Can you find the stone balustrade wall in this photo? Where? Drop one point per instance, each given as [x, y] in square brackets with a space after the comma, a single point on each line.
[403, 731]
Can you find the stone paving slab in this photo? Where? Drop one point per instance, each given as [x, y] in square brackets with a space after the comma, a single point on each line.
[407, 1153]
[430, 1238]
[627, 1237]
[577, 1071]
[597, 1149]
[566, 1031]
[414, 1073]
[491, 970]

···

Work required =>
Reproduce all of the material above line for line, without changing a single character.

Completed task =>
Can you find the stone balustrade wall in this photo? Where? Drop one point per instance, each given as [x, y] in square brackets with a space after the comma, a single point on each line.
[403, 731]
Can you find the stone paving slab in this photo? Where? Drop one point per instance, each given as [x, y] in square brackets with a space after the comma, a single point on each line.
[407, 1153]
[430, 1238]
[627, 1237]
[577, 1071]
[597, 1149]
[566, 1031]
[414, 1073]
[491, 970]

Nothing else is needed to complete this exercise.